▸ WHAT THE TASK REQUIRES
Type the entries out again exactly as they read, but leave every picture behind.

--- DATA TO EXAMINE Enclosed Below ---

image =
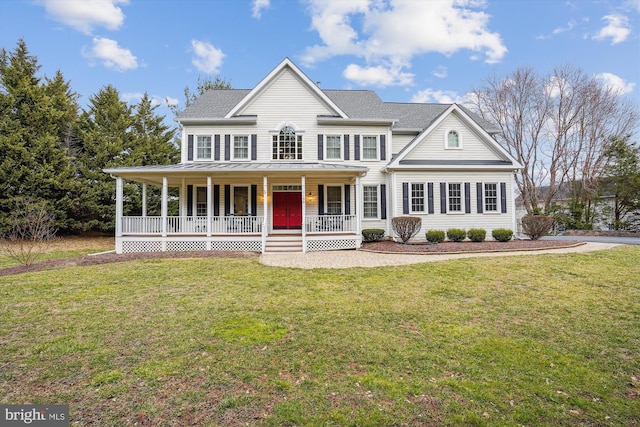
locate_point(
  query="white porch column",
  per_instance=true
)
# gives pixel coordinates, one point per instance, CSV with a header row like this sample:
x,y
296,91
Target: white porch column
x,y
165,204
304,214
359,212
119,207
144,199
265,210
209,205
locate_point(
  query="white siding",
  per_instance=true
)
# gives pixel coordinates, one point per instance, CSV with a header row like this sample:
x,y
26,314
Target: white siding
x,y
439,221
432,147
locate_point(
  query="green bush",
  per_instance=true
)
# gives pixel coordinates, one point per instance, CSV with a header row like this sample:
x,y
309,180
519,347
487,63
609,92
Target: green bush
x,y
435,236
372,234
502,234
477,234
456,234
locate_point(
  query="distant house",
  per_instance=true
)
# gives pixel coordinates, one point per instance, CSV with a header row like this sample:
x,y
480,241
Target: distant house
x,y
287,166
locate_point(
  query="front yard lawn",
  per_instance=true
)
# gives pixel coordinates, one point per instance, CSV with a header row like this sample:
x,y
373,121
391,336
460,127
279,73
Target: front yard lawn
x,y
529,340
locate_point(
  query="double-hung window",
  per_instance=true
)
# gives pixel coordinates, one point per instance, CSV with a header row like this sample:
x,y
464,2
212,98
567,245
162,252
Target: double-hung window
x,y
334,200
370,201
334,147
417,197
370,147
241,147
203,147
287,145
491,197
455,197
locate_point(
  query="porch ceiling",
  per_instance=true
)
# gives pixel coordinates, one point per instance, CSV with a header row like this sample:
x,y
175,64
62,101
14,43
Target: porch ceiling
x,y
174,173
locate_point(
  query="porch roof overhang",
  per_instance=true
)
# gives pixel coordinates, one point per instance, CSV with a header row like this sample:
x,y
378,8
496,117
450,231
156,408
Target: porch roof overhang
x,y
154,174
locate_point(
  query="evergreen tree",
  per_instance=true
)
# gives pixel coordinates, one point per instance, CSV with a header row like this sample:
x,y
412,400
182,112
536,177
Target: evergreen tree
x,y
32,162
104,131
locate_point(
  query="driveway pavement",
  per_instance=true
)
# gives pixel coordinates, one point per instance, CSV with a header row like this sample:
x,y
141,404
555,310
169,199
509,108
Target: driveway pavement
x,y
348,259
598,239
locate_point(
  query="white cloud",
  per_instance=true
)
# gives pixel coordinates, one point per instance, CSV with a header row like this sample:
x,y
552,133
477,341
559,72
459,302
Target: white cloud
x,y
615,83
379,76
617,29
437,96
389,34
207,58
84,15
258,7
111,55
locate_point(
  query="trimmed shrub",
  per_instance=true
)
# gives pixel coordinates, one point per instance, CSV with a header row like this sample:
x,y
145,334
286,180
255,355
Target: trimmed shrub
x,y
477,234
435,236
536,226
372,234
456,234
502,234
406,226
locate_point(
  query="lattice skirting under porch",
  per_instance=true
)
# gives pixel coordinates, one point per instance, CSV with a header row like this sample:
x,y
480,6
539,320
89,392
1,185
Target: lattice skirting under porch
x,y
331,244
190,246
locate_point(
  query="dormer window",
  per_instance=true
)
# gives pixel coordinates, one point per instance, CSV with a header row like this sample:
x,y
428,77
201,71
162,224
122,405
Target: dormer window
x,y
287,145
453,140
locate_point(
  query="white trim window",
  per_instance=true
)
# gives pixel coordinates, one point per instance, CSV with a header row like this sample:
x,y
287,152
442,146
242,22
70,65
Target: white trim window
x,y
333,147
241,147
333,200
203,147
370,201
417,197
369,147
287,145
453,140
491,197
454,197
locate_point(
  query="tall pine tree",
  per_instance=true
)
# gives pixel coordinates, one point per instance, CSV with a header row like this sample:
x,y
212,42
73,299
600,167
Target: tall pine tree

--- End of Enclosed DATA TO EXAMINE ---

▸ TASK RESULT
image =
locate_point(
  query="white porch column",
  per_instance=true
)
# gives pixel coordinates, one point per instance, CSV with a header row like this sample:
x,y
296,91
Target: white porch column
x,y
165,204
304,214
359,212
119,207
144,199
265,210
209,205
locate_point(
  query="white siding",
  per_instance=true
)
# gives pixel coordinates, one point per instance, CSV with a header row like this sample:
x,y
26,314
Target: white siding
x,y
439,221
432,147
locate_point(
  query="green bush",
  per_instance=true
)
# gives pixel coordinates, one point per instance, CSV with a header row like this sample:
x,y
309,180
519,347
487,63
609,92
Target: green bush
x,y
435,236
372,234
502,234
477,234
456,234
locate_point(
  query="distant house",
  per_instance=true
)
# gives pixel coordinates, one point per instance, CSV with a header row like this sample:
x,y
480,241
Target: distant house
x,y
287,166
locate_point(
  query="front yard lawn",
  per_instance=true
)
# gives pixel coordinates, one point per instance, CSV with a header row like this sample:
x,y
373,121
391,336
460,127
279,73
Target: front yard lawn
x,y
529,340
locate_point(
  query="double-hung window",
  per_instance=true
)
# gives pixel coordinates, one point per instance, CSV with a header row like this sample:
x,y
464,2
212,98
567,245
162,252
Target: double-hung window
x,y
334,200
370,201
334,147
417,197
370,147
241,147
203,147
287,145
491,197
455,197
locate_point(
  query="porch ceiling",
  per_instance=true
)
# gives pixel coordinates, one point per instance, CSV with a header row like this sample:
x,y
175,64
62,101
14,43
Target: porch ceiling
x,y
174,173
locate_point(
  query="porch roof overhang",
  per_instance=true
)
# gives pixel coordinates, one point per instance, CSV with a header row like this sample:
x,y
378,8
496,117
450,231
156,408
Target: porch roof overhang
x,y
154,174
locate_point(
  query="evergreen tree",
  per_instance=true
)
# gives pixel coordinates, one point per instance, CSV with a header row like this sample:
x,y
412,400
182,112
536,177
Target: evergreen tree
x,y
32,162
104,131
locate_point(
  query="driveway pavement",
  per_instance=true
)
# gives pixel coordinates, one point per instance, CSV with a header row like this sample:
x,y
141,404
555,310
169,199
509,108
Target: driveway pavement
x,y
348,259
598,239
locate_point(
  query="white cloud",
  per_instance=true
)
# gives pixel coordinates, one point per instance, CSV with a header row like this sample:
x,y
552,133
477,341
559,72
459,302
Target: white cloud
x,y
615,83
379,76
617,29
437,96
389,34
207,58
84,15
258,7
111,55
locate_point(
  query="trimmed shrub",
  per_instance=true
)
# gives pixel coordinates, one point per instance, CSV with a header row like this sample:
x,y
145,334
286,180
255,355
Target: trimmed shrub
x,y
477,234
435,236
536,226
372,234
456,234
502,234
406,226
locate_point(
  query="lattice skirting under porch",
  per_instance=true
)
# gives pixel coordinates, one point per instance, CSV with a header row like this sample:
x,y
480,6
539,320
89,392
1,185
Target: lattice skirting under porch
x,y
331,244
190,246
locate_point(
  query="dormer window",
  per_instance=true
)
# gives pixel coordinates, one point per instance, CSV with a header row like this sample:
x,y
428,77
201,71
162,224
122,405
Target: dormer window
x,y
287,145
453,140
locate_point(
  query="white trim window",
  per_instance=true
)
# gives pixel coordinates, one point per instance, CSV with a header row like this sample:
x,y
287,152
442,146
242,22
70,65
Target: white trim window
x,y
333,147
241,147
333,200
203,147
370,201
417,197
369,147
287,145
453,140
491,197
454,197
locate_point(
  query="tall pine tree",
  per_instance=true
)
# gives pixel coordinates, one point per instance, CSV with a header row like this sample:
x,y
212,42
73,299
600,167
Target: tall pine tree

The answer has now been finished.